** Given task **
Duplicate the text of the rows below line for line, leaving out the pictures.
Start Supplied records
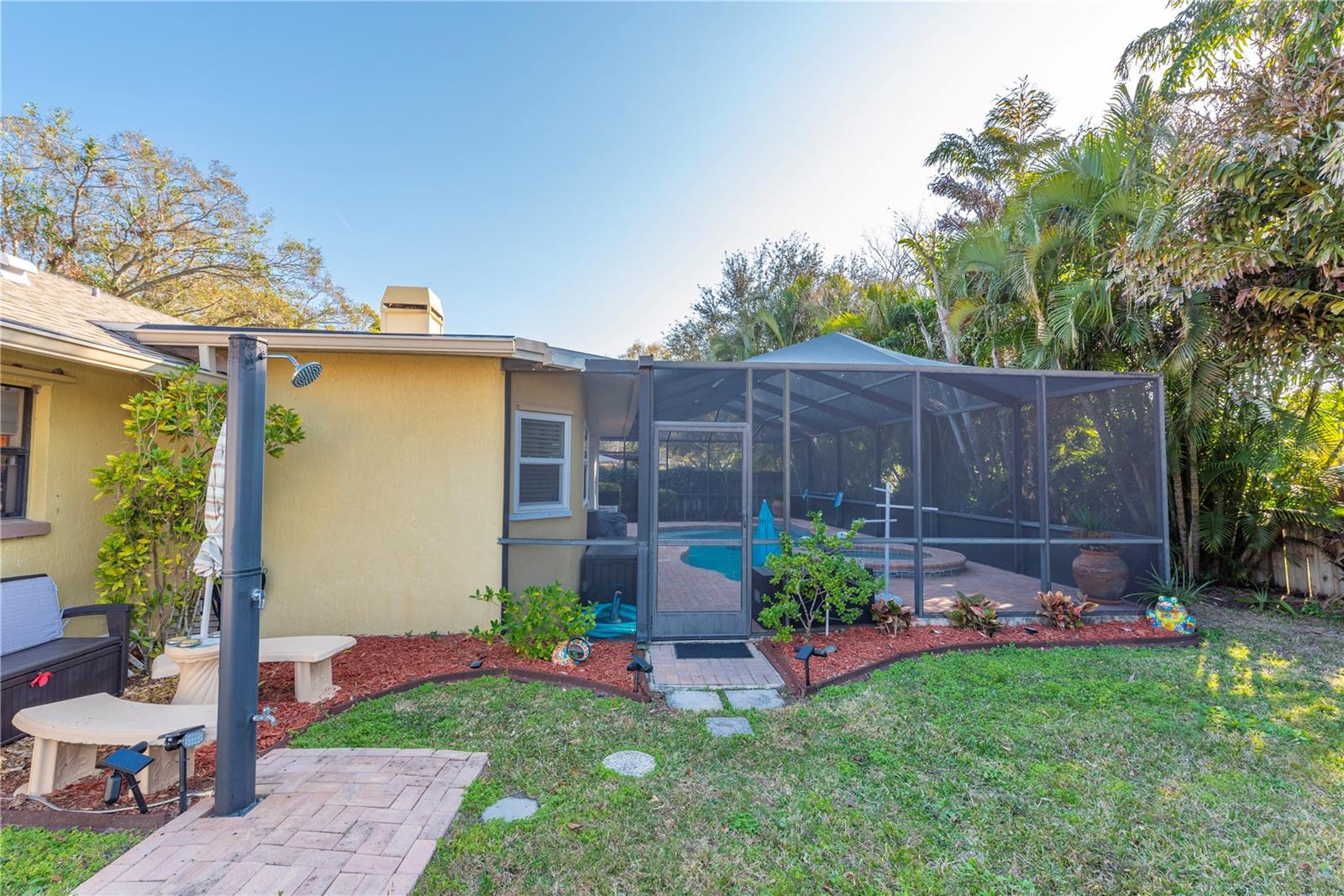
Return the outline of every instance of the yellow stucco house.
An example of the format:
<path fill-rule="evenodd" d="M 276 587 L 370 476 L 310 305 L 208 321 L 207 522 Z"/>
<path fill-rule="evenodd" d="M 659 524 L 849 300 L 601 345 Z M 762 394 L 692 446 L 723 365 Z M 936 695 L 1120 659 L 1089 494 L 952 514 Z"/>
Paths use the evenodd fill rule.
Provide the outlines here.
End Supplied records
** Response to this task **
Return the outline of every instance of the yellow stucco house.
An example of the format:
<path fill-rule="evenodd" d="M 276 587 L 370 476 L 310 305 L 208 321 L 207 522 Z"/>
<path fill-rule="evenodd" d="M 659 524 L 849 300 L 601 345 Z M 762 394 L 692 446 L 723 365 Z M 936 695 L 1120 659 L 1089 494 L 952 514 Z"/>
Paths use the evenodd fill rule.
Provide the outlines here.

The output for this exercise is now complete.